### Dataset ###

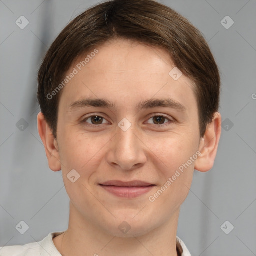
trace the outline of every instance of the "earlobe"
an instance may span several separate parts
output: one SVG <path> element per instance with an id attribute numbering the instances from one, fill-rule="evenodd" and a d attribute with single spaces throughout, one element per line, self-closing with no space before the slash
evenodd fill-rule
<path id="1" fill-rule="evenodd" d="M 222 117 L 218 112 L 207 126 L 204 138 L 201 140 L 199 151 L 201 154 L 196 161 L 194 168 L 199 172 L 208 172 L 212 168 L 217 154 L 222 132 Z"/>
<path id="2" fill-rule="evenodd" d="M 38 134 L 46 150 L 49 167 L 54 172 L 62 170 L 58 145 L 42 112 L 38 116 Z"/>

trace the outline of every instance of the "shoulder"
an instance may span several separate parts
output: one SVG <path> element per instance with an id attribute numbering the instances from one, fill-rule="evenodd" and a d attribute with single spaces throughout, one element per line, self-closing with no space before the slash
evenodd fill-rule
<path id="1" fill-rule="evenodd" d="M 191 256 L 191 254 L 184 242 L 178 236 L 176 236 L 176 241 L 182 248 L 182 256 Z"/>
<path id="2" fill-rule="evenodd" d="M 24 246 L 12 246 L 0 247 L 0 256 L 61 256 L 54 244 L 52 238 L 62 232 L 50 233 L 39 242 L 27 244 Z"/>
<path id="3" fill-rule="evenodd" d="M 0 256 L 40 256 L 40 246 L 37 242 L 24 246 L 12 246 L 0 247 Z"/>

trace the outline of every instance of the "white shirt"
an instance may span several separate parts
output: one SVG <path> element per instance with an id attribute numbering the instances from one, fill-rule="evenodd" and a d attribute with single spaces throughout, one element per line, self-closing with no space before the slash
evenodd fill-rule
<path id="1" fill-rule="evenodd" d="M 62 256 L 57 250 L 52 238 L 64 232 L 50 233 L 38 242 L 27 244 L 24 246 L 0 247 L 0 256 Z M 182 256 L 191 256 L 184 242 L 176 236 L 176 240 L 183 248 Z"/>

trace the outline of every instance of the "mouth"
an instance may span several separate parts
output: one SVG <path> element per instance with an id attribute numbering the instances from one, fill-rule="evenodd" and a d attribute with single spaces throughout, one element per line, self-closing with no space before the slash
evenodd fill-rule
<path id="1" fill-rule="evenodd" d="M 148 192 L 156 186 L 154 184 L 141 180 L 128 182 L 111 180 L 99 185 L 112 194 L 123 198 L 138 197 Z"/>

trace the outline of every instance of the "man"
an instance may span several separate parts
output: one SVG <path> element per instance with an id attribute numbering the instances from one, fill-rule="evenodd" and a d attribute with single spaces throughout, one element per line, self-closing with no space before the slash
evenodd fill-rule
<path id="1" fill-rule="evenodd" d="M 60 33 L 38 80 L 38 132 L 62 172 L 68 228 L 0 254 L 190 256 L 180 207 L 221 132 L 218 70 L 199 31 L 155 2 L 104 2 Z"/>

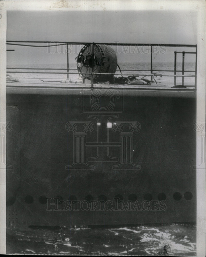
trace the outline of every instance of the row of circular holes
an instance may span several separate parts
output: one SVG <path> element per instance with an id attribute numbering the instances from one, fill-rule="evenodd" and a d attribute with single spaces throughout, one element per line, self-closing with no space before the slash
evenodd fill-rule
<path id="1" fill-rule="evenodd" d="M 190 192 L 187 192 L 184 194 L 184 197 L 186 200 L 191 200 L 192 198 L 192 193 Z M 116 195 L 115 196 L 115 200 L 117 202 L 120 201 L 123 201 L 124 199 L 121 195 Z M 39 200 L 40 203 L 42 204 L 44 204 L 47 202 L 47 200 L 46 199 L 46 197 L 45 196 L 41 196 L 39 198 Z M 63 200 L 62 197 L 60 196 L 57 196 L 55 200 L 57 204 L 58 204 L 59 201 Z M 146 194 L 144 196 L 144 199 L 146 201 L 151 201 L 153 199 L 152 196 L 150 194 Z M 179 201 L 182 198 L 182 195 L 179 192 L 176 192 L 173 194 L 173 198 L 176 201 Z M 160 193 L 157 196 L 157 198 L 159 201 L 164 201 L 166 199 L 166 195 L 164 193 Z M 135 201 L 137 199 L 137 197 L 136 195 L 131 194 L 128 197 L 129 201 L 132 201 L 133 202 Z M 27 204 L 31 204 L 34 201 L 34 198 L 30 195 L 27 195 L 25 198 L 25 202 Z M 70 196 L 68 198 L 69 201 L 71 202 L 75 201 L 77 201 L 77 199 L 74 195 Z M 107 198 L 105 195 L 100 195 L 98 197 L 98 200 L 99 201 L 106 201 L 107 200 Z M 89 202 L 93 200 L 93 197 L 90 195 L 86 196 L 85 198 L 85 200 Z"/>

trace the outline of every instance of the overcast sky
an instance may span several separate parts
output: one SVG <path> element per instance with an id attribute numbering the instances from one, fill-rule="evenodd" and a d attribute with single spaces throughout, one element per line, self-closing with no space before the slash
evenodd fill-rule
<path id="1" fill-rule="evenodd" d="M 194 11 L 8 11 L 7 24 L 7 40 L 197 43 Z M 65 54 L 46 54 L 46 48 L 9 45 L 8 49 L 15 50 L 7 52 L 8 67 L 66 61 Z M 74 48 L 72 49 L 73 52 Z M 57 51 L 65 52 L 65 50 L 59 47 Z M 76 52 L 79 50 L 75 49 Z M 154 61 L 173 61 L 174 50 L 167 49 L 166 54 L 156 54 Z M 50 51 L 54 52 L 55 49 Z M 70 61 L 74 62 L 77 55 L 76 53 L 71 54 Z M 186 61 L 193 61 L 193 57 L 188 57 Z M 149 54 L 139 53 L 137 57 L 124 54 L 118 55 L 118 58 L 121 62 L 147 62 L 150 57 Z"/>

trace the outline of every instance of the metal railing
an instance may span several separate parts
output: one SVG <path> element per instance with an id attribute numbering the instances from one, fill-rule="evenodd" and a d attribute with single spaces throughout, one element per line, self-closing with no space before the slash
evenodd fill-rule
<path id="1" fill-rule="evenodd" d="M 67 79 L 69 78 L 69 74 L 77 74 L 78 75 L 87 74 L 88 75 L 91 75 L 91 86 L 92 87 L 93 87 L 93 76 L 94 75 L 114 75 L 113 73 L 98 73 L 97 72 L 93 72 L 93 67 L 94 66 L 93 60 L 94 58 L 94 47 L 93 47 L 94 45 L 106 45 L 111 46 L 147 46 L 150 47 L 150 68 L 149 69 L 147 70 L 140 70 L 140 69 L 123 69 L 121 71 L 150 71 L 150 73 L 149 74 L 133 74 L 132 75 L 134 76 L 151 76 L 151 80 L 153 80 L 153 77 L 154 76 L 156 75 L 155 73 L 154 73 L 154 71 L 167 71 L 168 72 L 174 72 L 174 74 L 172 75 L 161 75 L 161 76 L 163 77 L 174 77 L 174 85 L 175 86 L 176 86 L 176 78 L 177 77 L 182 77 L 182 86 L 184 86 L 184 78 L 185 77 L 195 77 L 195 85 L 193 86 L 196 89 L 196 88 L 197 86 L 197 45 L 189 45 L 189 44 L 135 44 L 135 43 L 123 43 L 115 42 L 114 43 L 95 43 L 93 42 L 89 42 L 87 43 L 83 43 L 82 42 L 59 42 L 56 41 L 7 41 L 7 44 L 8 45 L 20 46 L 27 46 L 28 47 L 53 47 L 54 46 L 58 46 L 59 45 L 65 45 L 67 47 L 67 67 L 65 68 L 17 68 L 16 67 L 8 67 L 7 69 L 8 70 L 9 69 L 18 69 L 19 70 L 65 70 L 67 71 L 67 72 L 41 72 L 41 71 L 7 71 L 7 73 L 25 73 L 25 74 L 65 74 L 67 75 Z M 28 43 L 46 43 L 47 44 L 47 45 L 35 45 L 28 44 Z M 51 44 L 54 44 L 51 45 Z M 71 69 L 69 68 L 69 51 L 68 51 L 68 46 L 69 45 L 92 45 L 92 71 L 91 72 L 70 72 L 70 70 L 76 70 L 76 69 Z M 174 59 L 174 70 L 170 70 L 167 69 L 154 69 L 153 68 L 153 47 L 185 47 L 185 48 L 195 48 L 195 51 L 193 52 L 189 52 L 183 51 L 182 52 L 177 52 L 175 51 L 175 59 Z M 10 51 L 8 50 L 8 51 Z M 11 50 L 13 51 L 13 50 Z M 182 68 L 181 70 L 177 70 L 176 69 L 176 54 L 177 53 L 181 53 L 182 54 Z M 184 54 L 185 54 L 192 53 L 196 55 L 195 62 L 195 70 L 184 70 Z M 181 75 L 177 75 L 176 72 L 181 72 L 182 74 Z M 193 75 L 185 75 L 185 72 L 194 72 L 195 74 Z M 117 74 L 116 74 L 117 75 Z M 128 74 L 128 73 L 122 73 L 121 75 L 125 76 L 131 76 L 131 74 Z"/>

###

> _Problem_: Copy the stretch of rows above from their start through the line containing "38 134 L 46", leaving out the pictures.

> _Task result_:
trace the outline of every instance of the "earlobe"
an instance may span several separate parts
output: one SVG <path> element per instance with an id attribute numbering the instances from one, fill-rule="evenodd" and a d attribute with single spaces throughout, one element per line, self-closing with no space before the slash
evenodd fill-rule
<path id="1" fill-rule="evenodd" d="M 222 117 L 218 112 L 207 126 L 204 138 L 201 140 L 199 151 L 201 154 L 196 161 L 194 168 L 199 172 L 208 172 L 212 168 L 217 154 L 222 132 Z"/>
<path id="2" fill-rule="evenodd" d="M 38 134 L 46 150 L 49 167 L 54 172 L 62 170 L 58 145 L 42 112 L 38 116 Z"/>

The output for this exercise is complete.